Without skipping any entry, transcribe the data word for word.
______
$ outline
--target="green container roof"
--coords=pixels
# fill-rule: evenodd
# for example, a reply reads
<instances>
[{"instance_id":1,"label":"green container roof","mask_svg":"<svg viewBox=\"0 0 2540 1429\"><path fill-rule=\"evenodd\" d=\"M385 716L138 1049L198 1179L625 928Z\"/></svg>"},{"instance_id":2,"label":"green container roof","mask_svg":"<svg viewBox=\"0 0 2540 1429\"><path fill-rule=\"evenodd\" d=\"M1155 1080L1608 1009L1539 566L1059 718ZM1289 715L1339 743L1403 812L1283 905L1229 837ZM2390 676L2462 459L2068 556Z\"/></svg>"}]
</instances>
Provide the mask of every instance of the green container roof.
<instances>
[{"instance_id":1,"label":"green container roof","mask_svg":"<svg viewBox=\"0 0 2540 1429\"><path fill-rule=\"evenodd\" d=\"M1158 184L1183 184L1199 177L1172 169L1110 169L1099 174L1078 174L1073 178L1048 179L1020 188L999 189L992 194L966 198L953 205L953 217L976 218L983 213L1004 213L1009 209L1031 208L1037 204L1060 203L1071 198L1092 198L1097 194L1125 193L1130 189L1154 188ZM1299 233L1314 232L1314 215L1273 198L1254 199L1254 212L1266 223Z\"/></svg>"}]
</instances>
______
TASK RESPONSE -
$ outline
--target="green container roof"
--coords=pixels
# fill-rule: evenodd
# for example, a reply reads
<instances>
[{"instance_id":1,"label":"green container roof","mask_svg":"<svg viewBox=\"0 0 2540 1429\"><path fill-rule=\"evenodd\" d=\"M385 716L138 1049L198 1179L625 928Z\"/></svg>"},{"instance_id":2,"label":"green container roof","mask_svg":"<svg viewBox=\"0 0 2540 1429\"><path fill-rule=\"evenodd\" d=\"M1155 1080L1608 1009L1539 566L1059 718ZM1289 715L1339 743L1403 812L1283 905L1229 837ZM2390 676L2462 459L2068 556Z\"/></svg>"}]
</instances>
Provide the mask of every instance of the green container roof.
<instances>
[{"instance_id":1,"label":"green container roof","mask_svg":"<svg viewBox=\"0 0 2540 1429\"><path fill-rule=\"evenodd\" d=\"M1158 184L1183 184L1199 177L1172 169L1110 169L1099 174L1078 174L1073 178L1048 179L1020 188L999 189L992 194L966 198L953 205L953 217L976 218L983 213L1004 213L1009 209L1031 208L1037 204L1060 203L1071 198L1092 198L1097 194L1125 193L1130 189L1154 188ZM1299 233L1314 232L1314 215L1273 198L1254 199L1254 212L1266 223Z\"/></svg>"}]
</instances>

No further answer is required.